━━━ Extract to read
In the past I had come for dinner, lured by the legendary liver and onions (the place is high on many a liver-lover's list). Not only did it live up to expectations -- lightly breaded, tender and moist -- but there was enough of it to feed two, lavishly, with either fries or Greek roasted potatoes, mushrooms, and a fine coleslaw. Also impressive is the fact that three years later the price has risen by less than a dollar, to $11.75.
But my most recent focus was on the equally satisfying lunch and breakfast. Sandwiches and burgers cost from $4.50 to $6.95, among them, a monumental clubhouse layered with fresh cooked turkey, bacon, lettuce and tomatoes, a Reuben packed thick with corned beef, mozzarella, sauerkraut and Thousand Island dressing, and a gloriously messy burger with cheese, bacon and mushrooms. The chicken gyros is tender and flavourful at $11.45, including fries and a beautifully dressed Greek salad, and the thin-crusted pizzas are as generous as they are good -- our 10-inch Loona Rossa Special was piled high with pepperoni, beef and back bacon, as well as onions, peppers and mushrooms ($13).
━━━━━━
● Required task 1:
Answer these questions about the restaurant review:
(a) What does the liver and onions cost now?
(b) What is the price range of the sandwiches and burgers?
(c) What size was the Loona Rossa Special?
● Required task 2:
Write out the passage of the restaurant review between "But my most" and "and mushrooms ($13).", inclusive.
━━━ Provided data
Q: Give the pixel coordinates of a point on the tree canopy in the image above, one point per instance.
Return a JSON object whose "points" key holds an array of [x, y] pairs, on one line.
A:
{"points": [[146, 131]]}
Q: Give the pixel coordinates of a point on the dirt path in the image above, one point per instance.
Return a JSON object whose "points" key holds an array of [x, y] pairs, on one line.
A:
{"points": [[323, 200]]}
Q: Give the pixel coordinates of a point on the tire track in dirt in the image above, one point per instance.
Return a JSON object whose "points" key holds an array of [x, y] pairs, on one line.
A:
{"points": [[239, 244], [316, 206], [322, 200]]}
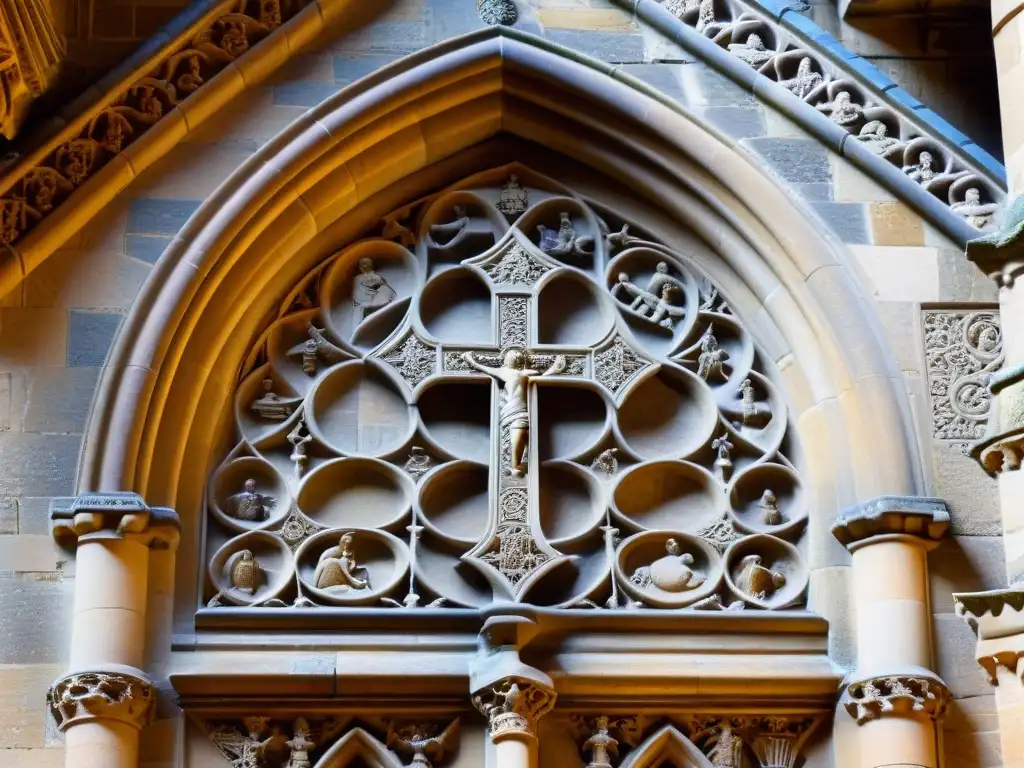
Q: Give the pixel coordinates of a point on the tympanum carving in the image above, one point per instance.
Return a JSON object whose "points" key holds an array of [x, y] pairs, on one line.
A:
━━━━━━
● Right answer 1:
(a) $11.75
(b) $4.50 to $6.95
(c) 10-inch

● Right answer 2:
But my most recent focus was on the equally satisfying lunch and breakfast. Sandwiches and burgers cost from $4.50 to $6.95, among them, a monumental clubhouse layered with fresh cooked turkey, bacon, lettuce and tomatoes, a Reuben packed thick with corned beef, mozzarella, sauerkraut and Thousand Island dressing, and a gloriously messy burger with cheese, bacon and mushrooms. The chicken gyros is tender and flavourful at $11.45, including fries and a beautifully dressed Greek salad, and the thin-crusted pizzas are as generous as they are good -- our 10-inch Loona Rossa Special was piled high with pepperoni, beef and back bacon, as well as onions, peppers and mushrooms ($13).